[START DATA ENTRIES]

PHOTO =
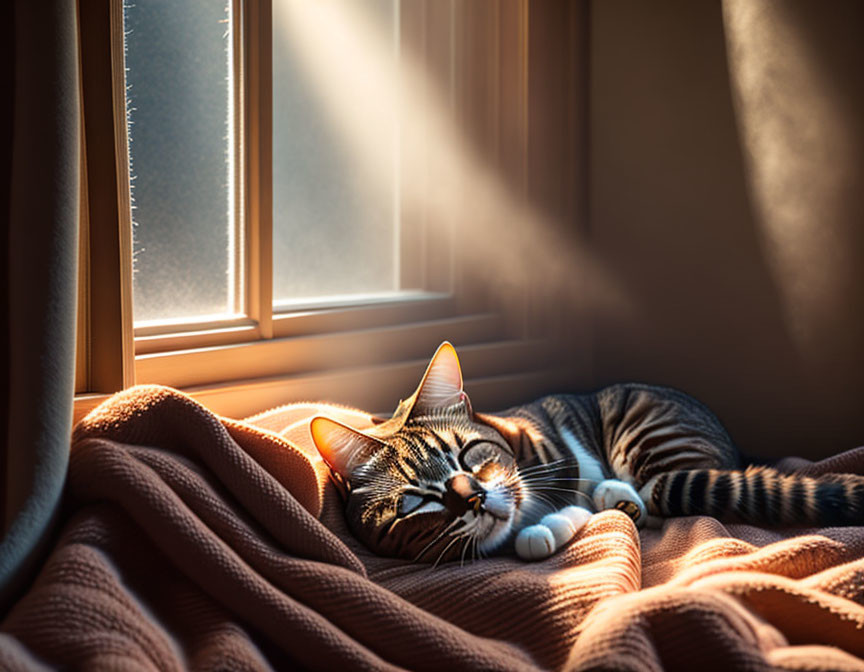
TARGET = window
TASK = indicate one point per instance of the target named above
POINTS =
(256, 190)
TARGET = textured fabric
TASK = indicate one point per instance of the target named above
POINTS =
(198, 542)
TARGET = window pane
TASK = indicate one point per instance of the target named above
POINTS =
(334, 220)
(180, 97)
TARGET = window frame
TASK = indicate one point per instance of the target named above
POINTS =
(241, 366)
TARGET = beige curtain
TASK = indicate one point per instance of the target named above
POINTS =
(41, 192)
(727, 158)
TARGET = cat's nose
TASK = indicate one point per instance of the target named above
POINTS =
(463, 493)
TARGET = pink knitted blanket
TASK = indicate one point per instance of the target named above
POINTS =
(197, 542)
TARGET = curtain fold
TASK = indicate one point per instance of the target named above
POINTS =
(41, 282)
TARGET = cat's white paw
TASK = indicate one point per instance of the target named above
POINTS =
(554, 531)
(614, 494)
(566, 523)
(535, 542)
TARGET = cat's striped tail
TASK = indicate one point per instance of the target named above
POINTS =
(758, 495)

[END DATA ENTRIES]
[START DATA ENTRIES]

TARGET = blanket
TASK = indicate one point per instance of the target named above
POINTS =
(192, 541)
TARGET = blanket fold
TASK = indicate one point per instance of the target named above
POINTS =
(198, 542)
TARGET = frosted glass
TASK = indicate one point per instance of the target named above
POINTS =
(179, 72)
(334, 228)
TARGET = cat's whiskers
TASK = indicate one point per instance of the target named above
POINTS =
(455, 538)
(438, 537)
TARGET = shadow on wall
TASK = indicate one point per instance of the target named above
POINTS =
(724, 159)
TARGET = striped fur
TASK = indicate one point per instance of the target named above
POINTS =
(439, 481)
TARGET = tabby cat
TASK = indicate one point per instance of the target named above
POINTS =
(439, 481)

[END DATA ENTRIES]

YOUR GOAL:
Please pull out each line from the entries in the Data listing above that contains the word "striped".

CORRECT ANSWER:
TARGET = cat's striped tail
TARGET = striped fur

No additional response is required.